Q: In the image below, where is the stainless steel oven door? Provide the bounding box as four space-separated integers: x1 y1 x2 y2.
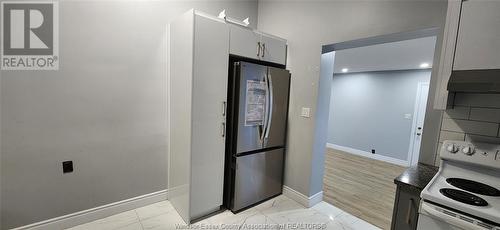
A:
417 201 500 230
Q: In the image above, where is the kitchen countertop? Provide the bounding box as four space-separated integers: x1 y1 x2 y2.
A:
394 164 439 191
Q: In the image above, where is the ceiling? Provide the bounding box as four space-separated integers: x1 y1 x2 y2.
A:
334 36 436 73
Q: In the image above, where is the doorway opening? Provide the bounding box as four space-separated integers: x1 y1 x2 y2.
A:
315 28 438 229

○ ○ ○ ○

_EXERCISE:_
Reproduce every one of the rows above word for word, leaving the picture out.

_TASK RESULT:_
Q: In the image below, where is the stainless steel oven door? Provide the bounding box as four space-separated integers: x1 y1 x2 y2.
A:
417 201 500 230
Q: In the image above, where is the kitchen countertop? Provide the bounding box as four space-separated integers: x1 y1 x2 y2.
A:
394 164 439 191
Q: In the image above, where is the ceiling? Provide the bounding box as four space-separated integers: x1 y1 x2 y2.
A:
334 36 436 73
Q: In the image above, where is the doorway opening? Provide the bounding box as four space-separated integers: x1 y1 x2 y2.
A:
315 28 438 229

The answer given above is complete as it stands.